▶ _Yapılacak İşlemler_
1. 2023'ün en çok hasılat getiren korku filmleriyle ilgili metne göre aşağıdaki soruları yanıtlayınız.
(a) Şeytanın Düşmanı filmini kim yönetmiştir?
(b) Şeytanın Düşmanı filminin toplam hasılatı ne kadardır?
(c) Konuş Benimle filminde "el tutma" seanslarını yönetenler bağlantıyı kaç saniye içinde kesmek zorundadır?
2. 2023'ün en çok hasılat getiren korku filmlerini tanıtan metni kaldığı yerden sürdürünüz.

═════ Metin Bölümü

Habertürk
    Takipde Kalın!
      Günlük gelişmeleri takip edebilmek için habertürk uygulamasını indirin
        Haberler Kültür-Sanat Sinema 2023’ün en çok hasılat getiren 10 korku filmi
        1

        10 - ŞEYTANIN DÜŞMANI
        (The Pope’s Exorcist)

        Katolik rahip Gabriele Amorth’un ‘An Exorcist Tells His Story’ (1990) ve ‘An Exorcist: More Stories’ (1992) adlı kitaplarından uyarlanan filmi Julius Avery yönetti. Russell Crowe’un canlandırdığı şeytan çıkartan rahip Gabriele Amorth, Papa’ya yakınlığıyla tanınır. Vatikan’ın en güvendiği şeytan kovuculardan biridir. Çağrıldığı bir İtalyan köyünde kullandığı yöntem nedeniyle bölgedeki din insanlarıyla arasında çıkan sorunların ardından Amorth, bizzat Papa tarafından İspanya’ya gönderilir. Görevi kaza sonrası travma geçiren, hiç konuşmayan ve şeytan tarafından ele geçirildiği düşünülen Henry adlı bir çocuğa yardım etmektir. Ancak olayın ardında tahmin ettiğinin ötesinde başka gerçekler vardır. Eleştirmenler pek beğenmese de gişelerde yapımcılarını mutlu eden sonuçlara ulaşmayı başaran bir film. Toplam hasılat: $76,987,621

        2

        9 - KONUŞ BENİMLE
        (Talk to Me)

        Senaryo, birçok korku filmi gibi ‘öte dünya’ ve oradaki ruhlarla ilgili... Benzerlerinden ayrıştığı nokta, iki dünya arasındaki iletişim biçiminde ortaya çıkıyor. Öte dünya ile temasa geçen medyumlar veya bizim dünyamıza gelen davetsiz ruhlar yok filmde. Onların yerine iki dünyayı birbirine bağlayan ‘bir geçit’ var. Geçit dediğimiz, kökeni belirsiz, gizemli ‘bir el’ aslında. Şaka dükkanından satın alınmışa benzeyen, çok korkutucu durmayan bir çeşit oyuncak görüntüsünde… Ama mumu yakıp, eli tutup ‘Konuş benimle’ dediğin an ruhları görmeye başlıyorsun. Sözlü olarak onay verdiğin andan itibaren de zihnine girip seni kontrol etmeye başlıyorlar. ‘El tutma’ seanslarını yönetenler, 90 saniye içinde bağlantıyı kesmek zorundalar. Ana karakterimiz Mia (Sophie Wilde) ile dahil olduğumuz ‘el tutma’ seansları, gençlerin videolarını sosyal medyada paylaştığı bir çeşit ev eğlencesi olarak çıkıyor karşımıza. Çevresinde ‘problemli, tuhaf’ olarak anılan 17 yaşındaki lise öğrencisi Mia, gittiği ev partisinde yaşadığı deneyimden öylesine etkileniyor ki, devamını getirmek istiyor. Hikâyenin bütünü içinde baktığınızda ‘el tutma’ seansları, bir çeşit bağımlılık metaforu aslında.

══════════
═════ Sağlanan Veriler

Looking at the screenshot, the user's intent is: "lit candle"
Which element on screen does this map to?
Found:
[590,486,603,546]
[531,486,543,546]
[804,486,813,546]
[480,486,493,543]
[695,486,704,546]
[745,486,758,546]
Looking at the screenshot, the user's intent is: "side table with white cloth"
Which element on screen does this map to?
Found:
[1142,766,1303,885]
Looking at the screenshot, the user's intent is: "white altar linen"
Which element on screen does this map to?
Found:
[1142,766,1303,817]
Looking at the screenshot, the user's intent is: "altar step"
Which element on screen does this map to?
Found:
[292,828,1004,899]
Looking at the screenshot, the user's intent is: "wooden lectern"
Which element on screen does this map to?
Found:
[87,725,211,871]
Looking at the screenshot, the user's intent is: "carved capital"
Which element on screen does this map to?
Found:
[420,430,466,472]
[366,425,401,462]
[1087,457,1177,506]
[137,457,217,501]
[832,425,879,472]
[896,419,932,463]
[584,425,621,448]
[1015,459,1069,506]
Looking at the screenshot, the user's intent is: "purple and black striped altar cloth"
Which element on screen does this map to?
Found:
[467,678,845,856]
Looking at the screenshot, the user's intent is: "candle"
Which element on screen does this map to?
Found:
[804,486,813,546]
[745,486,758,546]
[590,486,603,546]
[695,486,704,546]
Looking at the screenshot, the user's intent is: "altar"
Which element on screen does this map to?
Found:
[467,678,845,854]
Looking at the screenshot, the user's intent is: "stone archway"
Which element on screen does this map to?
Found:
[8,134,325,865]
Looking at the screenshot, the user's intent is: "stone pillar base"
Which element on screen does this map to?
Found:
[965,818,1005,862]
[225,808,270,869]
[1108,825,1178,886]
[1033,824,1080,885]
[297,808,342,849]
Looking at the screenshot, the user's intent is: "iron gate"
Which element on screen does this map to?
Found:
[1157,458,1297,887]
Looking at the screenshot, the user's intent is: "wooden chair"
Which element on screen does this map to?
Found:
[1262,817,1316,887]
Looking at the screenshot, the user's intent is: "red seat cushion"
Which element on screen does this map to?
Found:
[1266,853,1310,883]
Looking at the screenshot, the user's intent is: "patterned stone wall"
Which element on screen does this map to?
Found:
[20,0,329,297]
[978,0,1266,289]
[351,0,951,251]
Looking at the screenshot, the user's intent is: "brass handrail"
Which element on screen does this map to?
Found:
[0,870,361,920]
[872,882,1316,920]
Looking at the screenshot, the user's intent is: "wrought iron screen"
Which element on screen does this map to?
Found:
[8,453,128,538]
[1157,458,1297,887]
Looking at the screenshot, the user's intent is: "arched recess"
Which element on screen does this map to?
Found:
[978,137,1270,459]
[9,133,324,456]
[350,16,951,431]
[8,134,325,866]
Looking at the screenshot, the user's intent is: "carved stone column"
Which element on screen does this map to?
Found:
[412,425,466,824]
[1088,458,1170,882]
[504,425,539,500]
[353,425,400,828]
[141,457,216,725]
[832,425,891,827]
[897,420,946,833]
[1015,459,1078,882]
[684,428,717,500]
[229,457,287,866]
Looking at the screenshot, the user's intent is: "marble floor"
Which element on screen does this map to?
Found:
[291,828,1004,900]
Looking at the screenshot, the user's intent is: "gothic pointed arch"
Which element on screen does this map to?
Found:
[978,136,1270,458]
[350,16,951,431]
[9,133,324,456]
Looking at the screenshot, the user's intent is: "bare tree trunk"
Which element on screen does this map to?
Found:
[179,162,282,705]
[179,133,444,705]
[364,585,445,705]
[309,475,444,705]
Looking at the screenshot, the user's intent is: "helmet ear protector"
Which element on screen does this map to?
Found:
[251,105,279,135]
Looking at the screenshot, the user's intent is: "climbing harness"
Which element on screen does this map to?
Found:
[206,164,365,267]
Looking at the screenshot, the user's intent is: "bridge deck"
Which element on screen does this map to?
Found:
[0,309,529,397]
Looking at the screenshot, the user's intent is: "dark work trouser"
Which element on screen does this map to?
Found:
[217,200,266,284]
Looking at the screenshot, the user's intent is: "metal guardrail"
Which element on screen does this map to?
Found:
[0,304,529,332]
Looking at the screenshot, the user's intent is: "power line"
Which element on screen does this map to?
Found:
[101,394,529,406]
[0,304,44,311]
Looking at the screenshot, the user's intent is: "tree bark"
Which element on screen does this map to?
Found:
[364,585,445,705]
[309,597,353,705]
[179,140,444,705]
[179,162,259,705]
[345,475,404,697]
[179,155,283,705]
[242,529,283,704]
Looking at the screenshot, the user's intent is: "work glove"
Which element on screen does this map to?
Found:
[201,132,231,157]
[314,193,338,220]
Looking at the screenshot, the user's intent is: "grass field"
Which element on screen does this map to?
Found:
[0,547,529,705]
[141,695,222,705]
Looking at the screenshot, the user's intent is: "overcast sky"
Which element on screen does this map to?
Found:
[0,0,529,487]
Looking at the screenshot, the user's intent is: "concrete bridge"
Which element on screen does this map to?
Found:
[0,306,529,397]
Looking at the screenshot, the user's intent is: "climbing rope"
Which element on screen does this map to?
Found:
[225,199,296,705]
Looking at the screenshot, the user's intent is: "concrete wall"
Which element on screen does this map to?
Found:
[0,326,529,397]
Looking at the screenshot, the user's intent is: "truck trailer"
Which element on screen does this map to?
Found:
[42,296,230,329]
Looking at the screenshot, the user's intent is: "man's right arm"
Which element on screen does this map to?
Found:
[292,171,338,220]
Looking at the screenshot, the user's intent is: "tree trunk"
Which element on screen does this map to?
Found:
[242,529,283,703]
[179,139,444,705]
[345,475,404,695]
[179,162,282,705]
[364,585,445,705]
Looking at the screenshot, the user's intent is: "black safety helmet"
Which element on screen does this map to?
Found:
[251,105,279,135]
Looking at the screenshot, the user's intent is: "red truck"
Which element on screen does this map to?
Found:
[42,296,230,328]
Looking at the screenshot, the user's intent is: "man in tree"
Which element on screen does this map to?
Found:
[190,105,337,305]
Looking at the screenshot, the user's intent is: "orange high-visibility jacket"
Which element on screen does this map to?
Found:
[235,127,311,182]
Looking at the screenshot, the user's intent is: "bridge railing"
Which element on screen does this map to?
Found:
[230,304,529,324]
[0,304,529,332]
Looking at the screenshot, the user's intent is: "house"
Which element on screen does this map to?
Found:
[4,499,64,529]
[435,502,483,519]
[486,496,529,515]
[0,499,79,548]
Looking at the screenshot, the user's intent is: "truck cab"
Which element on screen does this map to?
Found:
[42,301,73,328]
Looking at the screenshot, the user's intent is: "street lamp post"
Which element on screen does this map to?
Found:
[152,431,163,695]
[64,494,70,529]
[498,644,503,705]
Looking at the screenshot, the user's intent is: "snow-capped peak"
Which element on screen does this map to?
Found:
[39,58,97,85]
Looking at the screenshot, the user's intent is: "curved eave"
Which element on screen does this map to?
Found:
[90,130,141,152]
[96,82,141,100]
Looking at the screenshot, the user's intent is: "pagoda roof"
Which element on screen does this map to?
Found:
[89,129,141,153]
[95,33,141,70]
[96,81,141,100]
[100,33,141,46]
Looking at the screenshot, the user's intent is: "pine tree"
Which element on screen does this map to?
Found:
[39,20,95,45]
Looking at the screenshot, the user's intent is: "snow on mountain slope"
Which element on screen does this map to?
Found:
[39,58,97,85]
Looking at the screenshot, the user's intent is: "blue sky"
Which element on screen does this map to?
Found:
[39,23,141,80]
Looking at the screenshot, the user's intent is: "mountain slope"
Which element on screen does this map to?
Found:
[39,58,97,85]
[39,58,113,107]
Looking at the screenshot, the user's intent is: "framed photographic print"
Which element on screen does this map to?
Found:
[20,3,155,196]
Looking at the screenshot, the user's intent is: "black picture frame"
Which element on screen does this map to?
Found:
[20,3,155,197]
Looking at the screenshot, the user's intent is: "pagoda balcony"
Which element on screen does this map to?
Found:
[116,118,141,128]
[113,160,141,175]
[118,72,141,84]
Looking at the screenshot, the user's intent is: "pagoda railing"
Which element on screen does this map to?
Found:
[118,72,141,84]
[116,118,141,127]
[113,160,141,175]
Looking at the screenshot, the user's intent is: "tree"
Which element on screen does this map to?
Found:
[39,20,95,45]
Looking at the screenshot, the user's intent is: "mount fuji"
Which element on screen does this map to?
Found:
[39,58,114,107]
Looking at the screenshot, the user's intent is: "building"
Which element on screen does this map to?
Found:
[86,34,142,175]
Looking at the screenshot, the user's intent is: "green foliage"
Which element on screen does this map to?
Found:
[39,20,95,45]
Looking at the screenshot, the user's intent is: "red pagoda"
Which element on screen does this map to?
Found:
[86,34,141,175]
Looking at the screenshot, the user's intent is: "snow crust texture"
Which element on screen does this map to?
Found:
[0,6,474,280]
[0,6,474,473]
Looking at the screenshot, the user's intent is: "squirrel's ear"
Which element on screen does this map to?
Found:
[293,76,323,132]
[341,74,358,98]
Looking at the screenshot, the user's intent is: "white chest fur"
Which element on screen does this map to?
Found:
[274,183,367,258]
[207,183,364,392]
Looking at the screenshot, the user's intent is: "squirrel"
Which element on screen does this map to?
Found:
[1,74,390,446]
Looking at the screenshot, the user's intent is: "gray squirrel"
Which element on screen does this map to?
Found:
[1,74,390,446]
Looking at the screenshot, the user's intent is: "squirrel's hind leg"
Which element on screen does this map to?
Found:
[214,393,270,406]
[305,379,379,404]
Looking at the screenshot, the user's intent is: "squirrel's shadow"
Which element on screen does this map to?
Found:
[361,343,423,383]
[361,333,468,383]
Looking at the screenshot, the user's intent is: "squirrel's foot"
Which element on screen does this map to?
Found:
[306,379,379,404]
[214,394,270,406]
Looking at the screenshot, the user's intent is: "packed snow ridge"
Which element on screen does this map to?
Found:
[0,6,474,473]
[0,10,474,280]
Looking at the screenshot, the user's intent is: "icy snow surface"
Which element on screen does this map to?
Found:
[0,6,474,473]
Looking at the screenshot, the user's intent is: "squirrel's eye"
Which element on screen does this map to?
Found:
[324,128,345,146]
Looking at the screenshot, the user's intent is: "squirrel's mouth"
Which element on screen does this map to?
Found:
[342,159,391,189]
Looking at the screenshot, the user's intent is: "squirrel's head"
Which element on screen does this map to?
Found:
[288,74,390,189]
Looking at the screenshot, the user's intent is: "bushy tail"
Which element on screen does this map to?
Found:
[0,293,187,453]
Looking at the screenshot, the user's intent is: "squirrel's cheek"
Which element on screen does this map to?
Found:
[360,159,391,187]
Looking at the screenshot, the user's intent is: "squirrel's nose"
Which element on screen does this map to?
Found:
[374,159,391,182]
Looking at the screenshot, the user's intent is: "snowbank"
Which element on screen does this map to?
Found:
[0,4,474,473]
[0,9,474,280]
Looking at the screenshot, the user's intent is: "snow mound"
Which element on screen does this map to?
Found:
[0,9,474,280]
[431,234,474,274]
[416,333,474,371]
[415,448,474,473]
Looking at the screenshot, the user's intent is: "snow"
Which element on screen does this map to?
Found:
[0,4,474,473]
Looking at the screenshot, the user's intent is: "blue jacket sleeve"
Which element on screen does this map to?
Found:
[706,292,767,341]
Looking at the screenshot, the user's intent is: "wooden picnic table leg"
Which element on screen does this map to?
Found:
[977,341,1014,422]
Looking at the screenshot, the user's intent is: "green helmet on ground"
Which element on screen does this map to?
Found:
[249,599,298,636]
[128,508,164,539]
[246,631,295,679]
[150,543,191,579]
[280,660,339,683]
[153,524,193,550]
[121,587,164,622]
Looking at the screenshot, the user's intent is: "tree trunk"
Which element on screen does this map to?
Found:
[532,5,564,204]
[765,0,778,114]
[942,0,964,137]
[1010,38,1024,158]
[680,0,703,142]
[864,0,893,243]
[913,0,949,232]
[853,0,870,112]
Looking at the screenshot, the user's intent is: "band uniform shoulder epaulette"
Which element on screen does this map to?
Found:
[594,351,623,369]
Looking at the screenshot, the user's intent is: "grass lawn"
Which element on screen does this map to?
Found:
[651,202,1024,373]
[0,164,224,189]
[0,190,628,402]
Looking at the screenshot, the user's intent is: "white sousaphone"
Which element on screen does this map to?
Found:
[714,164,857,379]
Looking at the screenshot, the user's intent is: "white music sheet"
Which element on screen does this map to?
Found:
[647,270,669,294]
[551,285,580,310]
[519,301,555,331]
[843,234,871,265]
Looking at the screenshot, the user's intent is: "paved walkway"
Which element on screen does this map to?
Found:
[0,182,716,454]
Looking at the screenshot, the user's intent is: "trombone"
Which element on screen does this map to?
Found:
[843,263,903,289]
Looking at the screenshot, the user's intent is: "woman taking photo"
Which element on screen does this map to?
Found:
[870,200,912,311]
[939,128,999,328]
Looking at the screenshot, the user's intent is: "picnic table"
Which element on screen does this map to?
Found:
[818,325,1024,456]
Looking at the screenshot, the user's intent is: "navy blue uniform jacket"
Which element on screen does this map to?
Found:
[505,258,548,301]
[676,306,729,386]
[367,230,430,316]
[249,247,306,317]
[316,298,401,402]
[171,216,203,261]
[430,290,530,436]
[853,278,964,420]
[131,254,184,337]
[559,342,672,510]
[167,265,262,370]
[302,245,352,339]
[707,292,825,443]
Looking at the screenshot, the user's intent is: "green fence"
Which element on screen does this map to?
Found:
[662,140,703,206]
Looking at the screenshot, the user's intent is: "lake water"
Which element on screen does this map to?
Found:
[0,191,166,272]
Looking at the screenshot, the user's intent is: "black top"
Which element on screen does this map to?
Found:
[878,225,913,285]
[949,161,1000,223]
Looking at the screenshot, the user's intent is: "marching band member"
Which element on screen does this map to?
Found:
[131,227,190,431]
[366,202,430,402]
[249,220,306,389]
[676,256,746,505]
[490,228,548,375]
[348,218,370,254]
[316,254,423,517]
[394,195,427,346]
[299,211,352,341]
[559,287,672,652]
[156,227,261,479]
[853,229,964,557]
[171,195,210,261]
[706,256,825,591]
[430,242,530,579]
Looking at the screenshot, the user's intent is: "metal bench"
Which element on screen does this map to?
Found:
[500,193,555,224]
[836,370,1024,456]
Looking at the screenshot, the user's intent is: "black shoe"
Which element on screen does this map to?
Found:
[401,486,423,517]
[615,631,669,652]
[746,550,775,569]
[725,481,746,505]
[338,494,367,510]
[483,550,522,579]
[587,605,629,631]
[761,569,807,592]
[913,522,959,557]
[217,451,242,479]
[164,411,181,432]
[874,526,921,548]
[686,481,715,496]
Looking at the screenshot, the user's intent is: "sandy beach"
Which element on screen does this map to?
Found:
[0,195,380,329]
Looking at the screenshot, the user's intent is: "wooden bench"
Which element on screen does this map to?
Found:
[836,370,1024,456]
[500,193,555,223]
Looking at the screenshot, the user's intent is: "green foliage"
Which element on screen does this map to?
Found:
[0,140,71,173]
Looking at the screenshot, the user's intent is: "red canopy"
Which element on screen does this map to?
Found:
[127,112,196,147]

══════════

▶ _Görevlerin Yanıtları_
1.
(a) Julius Avery
(b) $76,987,621
(c) 90 saniye

2.
        Toplam hasılat: $92,039,206

        3

        8 - TESTERE X
        (Saw X)

        Serinin 10’ncu halkası, ‘Testere’ (Saw – 2004) ile ‘Testere 2’ (Saw II – 2005) arasında geçen olayları getiriyor karşımıza. Hastalığına çare arayan John Kramer, riskli ve deneysel bir tedavi yöntemini denemek üzere Meksika’ya gidiyor. Tüm umutsuzluğuna rağmen mucize peşinde koşan Kramer, gerçekleştirilen operasyonun başından sonuna dek bir tezgâh olduğunu keşfediyor. Zor durumdaki insanların para uğruna kandırıldığını görmesiyle birlikte Kramer, özel intikam planlarının hazırlıklarına girişiyor. Kevin Greutenberg’in yönettiği, bazı çekimlerin Mexico City’de gerçekleştirildiği filmde Tobin Bell, bir kez daha John Kramer / Jigsaw rolünde geliyor karşımıza. Toplam hasılat: $111,824,112

        4

        7 - VENEDİK’TE CİNAYET
        (A Haunting in Venice)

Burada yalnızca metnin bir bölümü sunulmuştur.